EXERCISE DESCRIPTION:
What you produce should be every line from the data that includes "Given".

*** RECORDED DATA ***

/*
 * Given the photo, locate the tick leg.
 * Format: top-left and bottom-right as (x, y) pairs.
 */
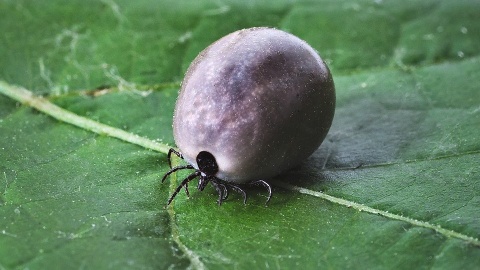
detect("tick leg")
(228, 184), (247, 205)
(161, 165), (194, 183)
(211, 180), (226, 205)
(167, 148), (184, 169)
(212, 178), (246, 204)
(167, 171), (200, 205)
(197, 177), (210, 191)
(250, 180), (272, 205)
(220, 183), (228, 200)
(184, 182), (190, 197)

*** End of RECORDED DATA ***
*** RECORDED DATA ***

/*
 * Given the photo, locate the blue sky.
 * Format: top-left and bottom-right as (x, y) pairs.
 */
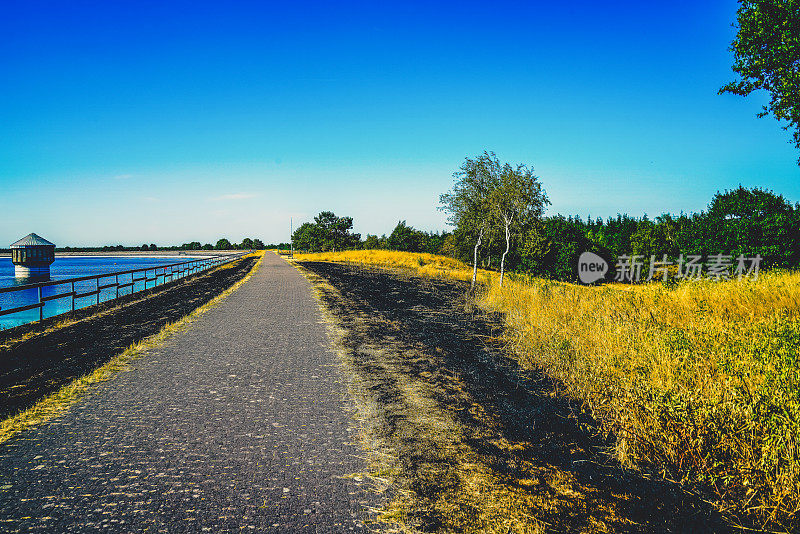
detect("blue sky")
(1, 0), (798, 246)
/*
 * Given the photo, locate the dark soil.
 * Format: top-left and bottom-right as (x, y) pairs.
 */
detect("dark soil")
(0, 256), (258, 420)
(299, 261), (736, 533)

*** End of RECORDED DATA ***
*** RECORDED DATA ***

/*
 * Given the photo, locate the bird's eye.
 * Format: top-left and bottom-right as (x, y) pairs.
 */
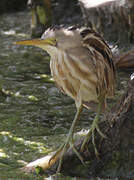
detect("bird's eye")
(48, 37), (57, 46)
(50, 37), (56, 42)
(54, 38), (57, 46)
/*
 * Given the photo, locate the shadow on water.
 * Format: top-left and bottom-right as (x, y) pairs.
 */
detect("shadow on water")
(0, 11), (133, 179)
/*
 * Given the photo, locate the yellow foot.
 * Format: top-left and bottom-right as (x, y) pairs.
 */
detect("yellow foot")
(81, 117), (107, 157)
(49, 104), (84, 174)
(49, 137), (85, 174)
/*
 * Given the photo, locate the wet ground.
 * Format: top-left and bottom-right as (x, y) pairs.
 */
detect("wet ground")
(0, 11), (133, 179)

*** End of RECORDED DATA ***

RESPONSE TO THIS TASK:
 * Given the photo, locate the tick leg.
 * Given the photo, locate the blue sky.
 * Given the photo, locate the dark soil.
 * Given the photo, locate the bird's eye.
 * Given the photo, locate the shadow on water.
 * Given the photo, locate the yellow foot.
 * Given the photo, locate the wet ground.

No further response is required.